## Task directions
Lines from the one with "Target: pointed green bract" through the end of the listing below should be set down exactly, with no other line included.

## Data section
╔══
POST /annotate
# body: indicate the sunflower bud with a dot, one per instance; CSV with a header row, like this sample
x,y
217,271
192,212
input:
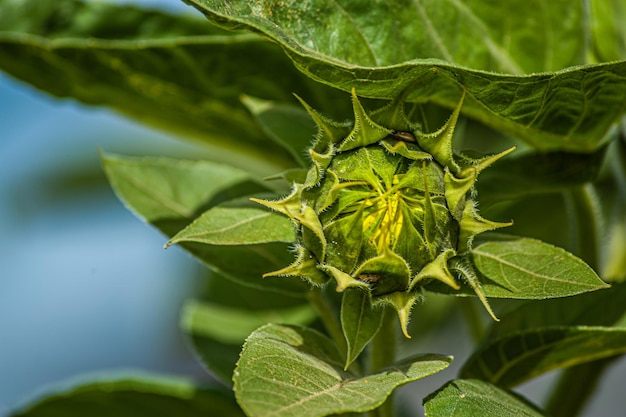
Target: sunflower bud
x,y
386,208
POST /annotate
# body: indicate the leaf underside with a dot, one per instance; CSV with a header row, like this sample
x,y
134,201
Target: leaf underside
x,y
288,371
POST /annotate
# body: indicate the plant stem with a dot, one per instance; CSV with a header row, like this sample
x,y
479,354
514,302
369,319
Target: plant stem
x,y
575,387
382,354
328,317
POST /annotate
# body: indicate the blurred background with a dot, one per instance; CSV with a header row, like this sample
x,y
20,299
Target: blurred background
x,y
85,287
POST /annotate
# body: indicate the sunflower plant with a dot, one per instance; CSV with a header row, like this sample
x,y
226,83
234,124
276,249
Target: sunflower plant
x,y
378,170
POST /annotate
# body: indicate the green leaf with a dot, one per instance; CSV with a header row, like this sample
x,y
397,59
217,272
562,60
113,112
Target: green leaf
x,y
544,335
473,398
519,357
170,193
360,321
176,73
238,222
531,269
608,30
232,325
599,308
135,397
289,126
485,52
294,371
227,295
537,173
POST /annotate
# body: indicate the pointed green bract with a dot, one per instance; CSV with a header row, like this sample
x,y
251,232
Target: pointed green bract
x,y
386,209
360,321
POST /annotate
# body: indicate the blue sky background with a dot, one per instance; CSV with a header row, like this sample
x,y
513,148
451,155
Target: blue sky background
x,y
85,287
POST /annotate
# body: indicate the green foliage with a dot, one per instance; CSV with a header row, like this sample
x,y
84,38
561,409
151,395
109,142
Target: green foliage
x,y
384,201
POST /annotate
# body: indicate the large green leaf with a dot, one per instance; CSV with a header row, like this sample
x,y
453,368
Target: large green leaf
x,y
474,398
360,321
531,269
439,49
170,193
173,72
219,353
297,372
238,222
135,397
608,29
537,173
541,336
232,325
290,126
515,359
╚══
## Solution for this task
Target: pointed green bract
x,y
386,209
360,321
POST /annotate
# body: indicate the blue sky background with a dot, one per instance; CSV with a header row, like this sample
x,y
513,148
451,155
Target: blue sky background
x,y
85,287
POST /annotate
# body: indicate the green foliage with a dot, one per instance; CSV with a header row, like this sample
x,y
84,38
561,409
151,395
109,142
Target: green foliage
x,y
384,201
POST /annotate
# body: indicate the large green leaf with a dot, one per instance; CSV with a header row, like this sample
x,y
453,368
Target: large green leaf
x,y
474,398
360,321
531,269
439,49
170,193
173,72
219,353
297,372
238,222
135,397
608,29
537,173
541,336
232,325
290,126
515,359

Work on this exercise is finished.